------ Selected excerpt ------

Monkey King: Hero Is Back is a 2015 CG-animated Chinese film from first-time director Tian Xiaoping. It was also the highest-grossing animated film released in China, surpassing Kung Fu Panda 2, before being surpassed in turn by Kung Fu Panda 3 (the record is currently held by Ne Zha).

A retelling of the Chinese classic Journey to the West, the story follows the all-powerful Monkey King who once roamed freely between Heaven and Earth, but after angering the Gods, he was imprisoned within an ice cage deep within the mountains. 500 years later, monsters attack a small village and Jiang Liuer, a child flees to the mountains. Unknowingly, he releases the Monkey King, otherwise known as Sun Wukong from his curse. With the help and encouragement from this special child, Monkey King saves the village from the evil monsters.

The film received an American release on July 29, 2016, with Jackie Chan as the Monkey King.

A video game based on the film called Monkey King: Hero Is Back was developed by October Media and Sony Interactive Entertainment, and published by Oasis Games.


  • Adaptational Badass: In the opening, Sun Wukong manages to challenge all the Taoist pantheon and emerge victorious, when in the original novel he found his match in Erlang Shen and was eventually subdued by Laozi while he was busy figthing Erlang.
  • Adults Are Useless: With the exception of Fa Ming, the adult villagers are never seen looking for their missing children or effectively fending off the monsters. Subverted by Liuer's dad, who kills one of the monsters with his sword before taking another one down with him.
  • All Trolls Are Different: The nondescript green humanoid monsters serving Hun Dun are called "Mountain Trolls" in the English translation (and derivative translations).
  • American Kirby Is Hardcore: Inverted. While the film itself is mostly family-friendly, the Chinese trailer focused more on the action and drama. The American trailer, on the other hand, chose to promote it like a comedy in the vein of Kung Fu Panda, complete with "Everyone Was Kung Fu Fighting" playing in the background.
  • Amusing Injuries: In order of most to least victimized by this trope- Hun Dun's monsters, Wukong, Pigsy, Fa Ming, and Liuer.
  • And Then What?: During their stay at the inn, Liuer asks Wukong what he'll do after they bring Sha Ya Tou (and Liuer himself) home.
  • Arc Words: "The Great Sage equaling heaven never dies."
  • Arrogant Kung-Fu Guy: Wukong, Pigsy, and Hun Dun.
  • Attack of the 50-Foot Whatever: After Hun Dun receives a power boost from the eclipse, he transforms into a giant worm monster that easily oversizes the rest of the cast.
  • Art Shift: The scenes of Sun Wukong rebelling against Heaven uses a simpler, more traditional art style than the rest of the film.
  • Bad Boss: Hun Dun clearly has no love for his underlings, at one point vaporizing several of them at once with a snap of his fingers.

------ Input ------

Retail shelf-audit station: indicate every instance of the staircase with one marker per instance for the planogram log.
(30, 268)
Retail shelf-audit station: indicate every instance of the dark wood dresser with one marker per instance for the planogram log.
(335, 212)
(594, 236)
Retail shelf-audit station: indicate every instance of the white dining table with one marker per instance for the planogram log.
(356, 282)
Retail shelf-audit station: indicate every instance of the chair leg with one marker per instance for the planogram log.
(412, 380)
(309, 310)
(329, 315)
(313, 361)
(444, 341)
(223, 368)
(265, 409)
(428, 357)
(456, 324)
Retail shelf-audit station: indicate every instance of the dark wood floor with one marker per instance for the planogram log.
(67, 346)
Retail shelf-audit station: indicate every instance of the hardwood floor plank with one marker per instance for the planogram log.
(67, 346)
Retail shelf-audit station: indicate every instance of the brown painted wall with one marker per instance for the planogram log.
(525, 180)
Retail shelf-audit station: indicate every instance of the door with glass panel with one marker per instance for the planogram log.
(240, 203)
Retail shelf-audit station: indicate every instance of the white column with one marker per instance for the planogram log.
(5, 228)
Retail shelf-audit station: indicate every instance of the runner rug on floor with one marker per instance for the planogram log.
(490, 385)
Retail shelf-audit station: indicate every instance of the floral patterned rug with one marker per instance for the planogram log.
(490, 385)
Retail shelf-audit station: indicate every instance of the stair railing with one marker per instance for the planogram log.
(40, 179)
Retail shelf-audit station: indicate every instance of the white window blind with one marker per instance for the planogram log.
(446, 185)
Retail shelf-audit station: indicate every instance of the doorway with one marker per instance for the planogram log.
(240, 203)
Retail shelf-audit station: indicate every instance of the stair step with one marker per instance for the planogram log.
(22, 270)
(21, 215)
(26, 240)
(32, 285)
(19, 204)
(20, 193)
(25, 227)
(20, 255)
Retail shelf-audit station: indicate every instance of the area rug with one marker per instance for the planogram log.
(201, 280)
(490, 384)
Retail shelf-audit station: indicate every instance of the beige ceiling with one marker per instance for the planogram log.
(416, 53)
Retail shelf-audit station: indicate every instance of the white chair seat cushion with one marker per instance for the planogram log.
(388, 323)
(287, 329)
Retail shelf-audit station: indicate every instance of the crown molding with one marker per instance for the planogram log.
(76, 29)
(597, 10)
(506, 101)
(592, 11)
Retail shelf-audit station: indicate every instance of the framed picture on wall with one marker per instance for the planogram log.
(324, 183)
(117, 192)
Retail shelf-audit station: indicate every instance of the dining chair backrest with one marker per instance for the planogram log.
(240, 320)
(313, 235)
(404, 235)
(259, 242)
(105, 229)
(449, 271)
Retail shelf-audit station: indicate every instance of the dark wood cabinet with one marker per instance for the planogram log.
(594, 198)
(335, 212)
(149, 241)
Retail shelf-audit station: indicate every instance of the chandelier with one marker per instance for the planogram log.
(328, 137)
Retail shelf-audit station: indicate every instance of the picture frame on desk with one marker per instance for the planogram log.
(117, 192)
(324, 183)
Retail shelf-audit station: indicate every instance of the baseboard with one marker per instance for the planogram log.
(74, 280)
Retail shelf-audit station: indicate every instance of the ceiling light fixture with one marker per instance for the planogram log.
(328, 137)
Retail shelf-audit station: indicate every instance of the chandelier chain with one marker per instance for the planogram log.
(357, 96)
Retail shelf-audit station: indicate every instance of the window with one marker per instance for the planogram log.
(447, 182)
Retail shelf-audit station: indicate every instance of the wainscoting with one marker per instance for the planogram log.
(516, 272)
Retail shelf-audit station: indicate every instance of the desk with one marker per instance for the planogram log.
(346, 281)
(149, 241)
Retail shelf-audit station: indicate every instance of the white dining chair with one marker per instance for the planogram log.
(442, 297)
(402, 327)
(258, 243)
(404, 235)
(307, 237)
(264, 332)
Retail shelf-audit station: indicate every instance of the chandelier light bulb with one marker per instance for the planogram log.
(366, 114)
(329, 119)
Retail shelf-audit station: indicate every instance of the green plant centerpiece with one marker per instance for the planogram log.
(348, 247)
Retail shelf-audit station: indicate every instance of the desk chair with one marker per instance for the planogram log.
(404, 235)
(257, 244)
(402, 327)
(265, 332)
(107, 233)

------

Tasks to carry out –
(a) According to the summary of the Monkey King film, which film currently holds the record for highest-grossing animated film released in China?
(b) Repeat the rows starting with the line that contains "the desk chair" and going on through the final row.

Answers to the exercises –
(a) Ne Zha

(b)
Retail shelf-audit station: indicate every instance of the desk chair with one marker per instance for the planogram log.
(404, 235)
(257, 244)
(402, 327)
(265, 332)
(107, 233)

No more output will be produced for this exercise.